Reproduce the data below line by line, from its first line to the line with "else: point(457, 237).", both included, and nothing past that point.

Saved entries
- - - - -

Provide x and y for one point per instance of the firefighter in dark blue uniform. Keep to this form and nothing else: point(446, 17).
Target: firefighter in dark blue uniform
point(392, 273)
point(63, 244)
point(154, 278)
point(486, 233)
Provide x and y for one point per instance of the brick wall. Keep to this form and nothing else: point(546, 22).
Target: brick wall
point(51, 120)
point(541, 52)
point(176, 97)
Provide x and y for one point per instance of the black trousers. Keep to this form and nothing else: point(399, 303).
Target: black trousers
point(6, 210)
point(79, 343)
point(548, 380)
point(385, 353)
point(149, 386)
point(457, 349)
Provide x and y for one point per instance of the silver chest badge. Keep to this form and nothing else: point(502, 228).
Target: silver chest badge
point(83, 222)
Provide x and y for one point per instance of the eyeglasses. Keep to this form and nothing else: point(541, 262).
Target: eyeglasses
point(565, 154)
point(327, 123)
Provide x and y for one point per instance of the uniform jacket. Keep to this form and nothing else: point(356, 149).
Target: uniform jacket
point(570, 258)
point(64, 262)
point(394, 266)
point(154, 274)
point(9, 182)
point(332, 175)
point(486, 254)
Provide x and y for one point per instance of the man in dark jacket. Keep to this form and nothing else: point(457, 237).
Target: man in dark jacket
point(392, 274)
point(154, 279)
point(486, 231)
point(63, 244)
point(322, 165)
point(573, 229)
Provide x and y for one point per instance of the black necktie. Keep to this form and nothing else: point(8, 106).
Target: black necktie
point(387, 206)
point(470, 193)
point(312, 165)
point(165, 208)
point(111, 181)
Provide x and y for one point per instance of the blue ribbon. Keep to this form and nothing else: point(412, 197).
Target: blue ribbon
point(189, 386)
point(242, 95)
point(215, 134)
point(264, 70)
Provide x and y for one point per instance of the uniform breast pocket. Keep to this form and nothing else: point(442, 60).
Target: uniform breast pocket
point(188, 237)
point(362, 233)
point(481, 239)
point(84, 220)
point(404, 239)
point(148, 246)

- - - - -

** Exercise answer **
Provide x and y for one point per instance of the firefighter in dark blue uniform. Keep to this form and nothing else: point(446, 17).
Target: firefighter in dark blue uniform
point(392, 273)
point(63, 244)
point(154, 278)
point(486, 233)
Provide x and y for one point per instance of the brick wall. Keep to this form and nothing else: point(546, 22).
Target: brick wall
point(51, 120)
point(541, 52)
point(176, 97)
Provide x and y for one point per instance of the black trousers. Keep to this form and nothing else: point(399, 303).
Target: black trousers
point(6, 210)
point(79, 343)
point(548, 380)
point(385, 353)
point(149, 386)
point(457, 349)
Provide x and y for one point per instance of the silver chest badge. Keep to this form and nothing else: point(502, 228).
Target: silver chest badge
point(83, 222)
Provide x and y for one point per instance of the eyeglasses. Keep to this form and nothing else: point(541, 262).
Target: eyeglasses
point(565, 154)
point(327, 123)
Provide x and y for one point per instance of the uniform jacket. Keep to this form and nothing else: point(356, 149).
Target: uniform jacket
point(570, 258)
point(64, 262)
point(394, 266)
point(154, 274)
point(9, 182)
point(332, 175)
point(486, 254)
Provide x and y for one point per instance of the man in dark jacket. Keep to this form and nothing else: point(457, 237).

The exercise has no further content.